===== Input rows

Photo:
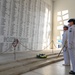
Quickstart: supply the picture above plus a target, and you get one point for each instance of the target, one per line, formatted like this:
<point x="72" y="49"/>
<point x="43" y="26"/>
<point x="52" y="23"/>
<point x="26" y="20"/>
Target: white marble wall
<point x="25" y="20"/>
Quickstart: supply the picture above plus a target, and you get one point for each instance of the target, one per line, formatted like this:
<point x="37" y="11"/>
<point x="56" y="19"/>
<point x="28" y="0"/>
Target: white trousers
<point x="66" y="56"/>
<point x="72" y="58"/>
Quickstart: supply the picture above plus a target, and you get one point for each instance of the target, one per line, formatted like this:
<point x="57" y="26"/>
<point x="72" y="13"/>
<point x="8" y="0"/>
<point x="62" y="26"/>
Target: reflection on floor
<point x="53" y="69"/>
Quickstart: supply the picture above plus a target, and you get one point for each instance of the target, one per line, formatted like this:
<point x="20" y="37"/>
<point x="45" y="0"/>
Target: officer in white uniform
<point x="71" y="44"/>
<point x="65" y="47"/>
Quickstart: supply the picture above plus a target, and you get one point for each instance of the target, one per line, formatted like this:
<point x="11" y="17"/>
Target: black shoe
<point x="71" y="72"/>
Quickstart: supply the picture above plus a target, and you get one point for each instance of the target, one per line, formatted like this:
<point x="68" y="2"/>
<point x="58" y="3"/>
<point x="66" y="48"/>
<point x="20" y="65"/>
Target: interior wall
<point x="27" y="20"/>
<point x="67" y="9"/>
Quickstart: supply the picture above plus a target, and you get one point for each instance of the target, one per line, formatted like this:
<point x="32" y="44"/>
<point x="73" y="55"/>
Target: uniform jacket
<point x="71" y="37"/>
<point x="65" y="38"/>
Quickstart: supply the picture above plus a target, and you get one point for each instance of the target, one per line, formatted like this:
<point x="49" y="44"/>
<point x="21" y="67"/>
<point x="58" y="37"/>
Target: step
<point x="23" y="66"/>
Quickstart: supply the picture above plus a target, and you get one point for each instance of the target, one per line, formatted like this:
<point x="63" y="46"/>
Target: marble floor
<point x="53" y="69"/>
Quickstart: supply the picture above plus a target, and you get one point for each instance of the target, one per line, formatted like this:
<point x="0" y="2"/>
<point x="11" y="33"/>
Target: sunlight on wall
<point x="46" y="30"/>
<point x="62" y="19"/>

==========

# Work required:
Transcribe the listing in full. Omit the pictures and keep every line exact.

# Complete answer:
Photo:
Quickstart: supply the picture above plus a target, and you get one point for each instance of the target, one per line, formatted like this:
<point x="72" y="49"/>
<point x="43" y="26"/>
<point x="52" y="23"/>
<point x="26" y="20"/>
Target: white marble wall
<point x="25" y="20"/>
Quickstart: supply the picture above plus a target, and you get one point for each instance of the target, one per line, formatted like this:
<point x="37" y="11"/>
<point x="56" y="19"/>
<point x="28" y="0"/>
Target: white trousers
<point x="66" y="56"/>
<point x="72" y="58"/>
Quickstart: supply the picture above plus a target, and you get one point for each instance of the target, one per line, formatted like this:
<point x="57" y="26"/>
<point x="72" y="13"/>
<point x="8" y="0"/>
<point x="62" y="26"/>
Target: reflection on floor
<point x="53" y="69"/>
Quickstart: supply the picture above plus a target, and you get one point for each instance of the target, one per line, formatted like this:
<point x="20" y="37"/>
<point x="45" y="0"/>
Target: officer in white uniform
<point x="71" y="44"/>
<point x="65" y="47"/>
Quickstart: supply the picture above plus a target, and you get one point for each instance of the target, one per line, formatted like this:
<point x="11" y="17"/>
Target: black shoe
<point x="71" y="72"/>
Quickstart: supply the picture above plus a target, and you get one point for each instance of the target, one per line, formatted like this:
<point x="68" y="2"/>
<point x="58" y="3"/>
<point x="66" y="48"/>
<point x="20" y="65"/>
Target: interior wall
<point x="27" y="20"/>
<point x="67" y="9"/>
Quickstart: supply the picture above plus a target, and you get one point for each instance of the target, one per line, formatted like this:
<point x="32" y="44"/>
<point x="73" y="55"/>
Target: uniform jacket
<point x="71" y="37"/>
<point x="65" y="38"/>
Quickstart: supply the picture above plus a target, and you get one point for each instance of the target, one per line, formatted like this:
<point x="49" y="44"/>
<point x="21" y="67"/>
<point x="58" y="37"/>
Target: step
<point x="23" y="66"/>
Quickstart: supply the picture above plus a target, and you get one point for each instance of the target, one per line, formatted like this:
<point x="63" y="46"/>
Target: marble floor
<point x="53" y="69"/>
Quickstart: supply the picture above plus a target, and you get one point for each instance of the target, one per line, formatted like this:
<point x="0" y="2"/>
<point x="11" y="33"/>
Target: sunlight on wall
<point x="46" y="30"/>
<point x="62" y="19"/>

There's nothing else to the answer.